-- START Article --

Alright so I know this part is really shot and I'll make up for it. But I just wanna say a couple things.

1)Thank you for picking my story.

2) this is a more serious thing. But do you ever feel like you're being cheated out of life. I have a really strict dad so that means I'm not allowed to have any social media. I'm not allowed do go with friends. I've had my good metal state where I never thought to much but now. I think all the time and I can't seem to stop.

I hate the silence but it's the only time I can be me. Myself around people is weird because I have really bad connection issues. Everyone leaves so I don't have friends it's not like I can't make any because I can but I have really bad anxiety and I can't talk to people. I get made fun of in school because I'm that one weird kid that sits in the back of the classroom and stares off into space. Nobody has been through what I've been through. I put small things into all my stories and some of it hits home and it's hard to write.

I'm 15 years old and I've lost everyone I've cared about because I've moved or I just can't find a way to talk to them anymore. I'm a rare kind of person around friends I'm that one girl that is scary but happy and funny and with family I'm happy and funny but when I'm alone in my own head space it's scary. I'm sad and depressed. I've tried to bring it up to my dad but he says you're a teenager you don't know what depression is. Exactly I'm a teenager with anxiety bad anxiety to. I have random melt downs over the smallest things.

When I was a baby around 2 me and my dad left my mom because she wasn't good. And then we lived with my grandma and my dad met a girl. They were together for 7 years and then she cheated on him making him have a bad drinking problem. And with drinking Come anger and aggression. There's been moments where I was literally scared to even go talk to my dad. We are now back living with my grandma because my dad can't get his things straight.

-- END Article --
-- START Provided records --

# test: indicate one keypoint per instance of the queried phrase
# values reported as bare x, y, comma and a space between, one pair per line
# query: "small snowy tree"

-- END Provided records --
-- START Provided records --

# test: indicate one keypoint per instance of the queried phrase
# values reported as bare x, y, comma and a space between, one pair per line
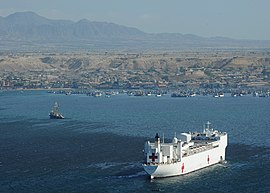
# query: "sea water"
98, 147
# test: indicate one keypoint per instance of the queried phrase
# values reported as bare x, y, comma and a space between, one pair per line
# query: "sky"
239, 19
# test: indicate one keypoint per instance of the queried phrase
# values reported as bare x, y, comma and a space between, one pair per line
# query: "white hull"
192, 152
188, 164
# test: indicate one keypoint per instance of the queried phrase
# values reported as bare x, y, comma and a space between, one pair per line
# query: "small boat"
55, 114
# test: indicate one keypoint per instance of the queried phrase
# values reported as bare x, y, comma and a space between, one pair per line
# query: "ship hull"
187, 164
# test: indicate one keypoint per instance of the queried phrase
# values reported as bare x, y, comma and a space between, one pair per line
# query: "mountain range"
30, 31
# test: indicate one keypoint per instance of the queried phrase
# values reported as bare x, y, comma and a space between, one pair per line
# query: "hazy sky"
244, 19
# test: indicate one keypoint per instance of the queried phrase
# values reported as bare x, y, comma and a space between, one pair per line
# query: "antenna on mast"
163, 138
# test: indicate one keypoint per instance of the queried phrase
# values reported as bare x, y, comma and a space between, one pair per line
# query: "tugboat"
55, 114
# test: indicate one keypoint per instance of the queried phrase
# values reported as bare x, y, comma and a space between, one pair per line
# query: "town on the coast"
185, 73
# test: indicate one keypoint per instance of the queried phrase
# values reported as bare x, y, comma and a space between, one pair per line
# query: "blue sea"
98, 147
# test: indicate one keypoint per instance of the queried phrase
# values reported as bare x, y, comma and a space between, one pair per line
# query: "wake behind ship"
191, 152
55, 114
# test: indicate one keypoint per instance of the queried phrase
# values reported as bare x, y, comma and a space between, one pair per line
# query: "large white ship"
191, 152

-- END Provided records --

**Description of the task**
Please carry on the author's note about family and loneliness, starting right after its final sentence.

**Task response**
A while back. Two years ago I found out I was bisexual. I had a girlfriend and kept it from my dad. My dad hates gay people so imagine how I felt every time he saw a guy with his pants to low and called him a fag. And then a year later I started dating a boy of color my dads racist. My whole family is. So I ended that and told everyone I was lesbian and I dated another girl. And then I realized I was just making excuses of why I didn't have anyone. Everyone was posting up with their boyfriend or girlfriend and I had nobody. I'm 100% straight and sad. I don't know why there's things to be sad about but I don't really have a lot to be sad for. I have a family that loves me but I don't have friends because again nobody understands me. For the longest time I had a lot of friends a huge friend group I could hang out and talk to anyone. Then everyone started cutting me off one by one by one.

People say it gets better but I've had really bad depression since 4th grade when the only woman I knew as my mom cheated on my dad and left while I was at school.

Lesson learned never trust anyone.

3) that's my life sad and lonely.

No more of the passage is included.